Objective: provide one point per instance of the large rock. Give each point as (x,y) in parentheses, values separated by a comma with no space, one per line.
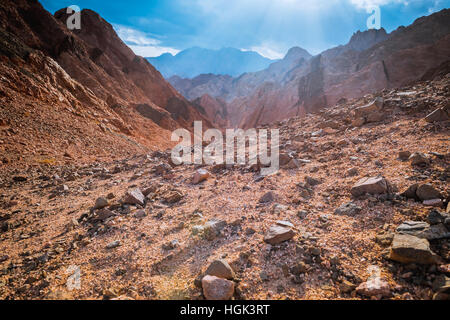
(374,287)
(419,159)
(374,185)
(220,269)
(427,192)
(278,234)
(200,176)
(100,203)
(437,116)
(424,230)
(410,249)
(215,288)
(369,109)
(348,208)
(135,197)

### Problem description:
Send back the data above verbatim, leaving out its pictures.

### Answer to the problem:
Objective: provide one point per instance of the large rock. Give each point as (x,y) in parentheses, values separated by a comma with no space, one per line.
(374,287)
(419,159)
(374,185)
(220,269)
(427,192)
(278,234)
(200,176)
(100,203)
(437,116)
(424,230)
(410,249)
(215,288)
(369,109)
(348,208)
(135,197)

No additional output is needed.